§ Exercise
Set down, word for word, the part of the forum post about filtering out beat log messages starting with "Query - Regexp" and going on through "directly to Elasticsearch..".

§ Passage to read
Segment Open
Query - Regexp with special characters fails when used within multiple must_not

Good day,

I am having issues when using regexp clause in my query for identifying and filtering out log messages produced by the filebeat, packetbeat, metricbeat, and auditbeat processes which contain the patterns below:

filebeat[####]:
packetbeat[####]:
metricbeat[####]:
auditbeat[####]:

My objective is to KEEP log messages produced by other processes (such as systemd) that contain the beat name as presented in the following example:

Nov 9 17:55:56 ml-is7033-fall-2020-12 systemd[1]: Stopped Filebeat sends log files to Logstash or directly to Elasticsearch..
Segment Closed
§ Recorded data
Segment Open
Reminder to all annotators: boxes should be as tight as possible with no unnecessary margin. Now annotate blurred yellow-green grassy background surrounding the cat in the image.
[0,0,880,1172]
Segment Closed
Segment Open
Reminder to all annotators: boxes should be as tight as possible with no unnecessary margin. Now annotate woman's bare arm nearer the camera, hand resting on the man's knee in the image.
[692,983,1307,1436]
Segment Closed
§ Your solution
Query - Regexp with special characters fails when used within multiple must_not

Good day,

I am having issues when using regexp clause in my query for identifying and filtering out log messages produced by the filebeat, packetbeat, metricbeat, and auditbeat processes which contain the patterns below:

filebeat[####]:
packetbeat[####]:
metricbeat[####]:
auditbeat[####]:

My objective is to KEEP log messages produced by other processes (such as systemd) that contain the beat name as presented in the following example:

Nov 9 17:55:56 ml-is7033-fall-2020-12 systemd[1]: Stopped Filebeat sends log files to Logstash or directly to Elasticsearch..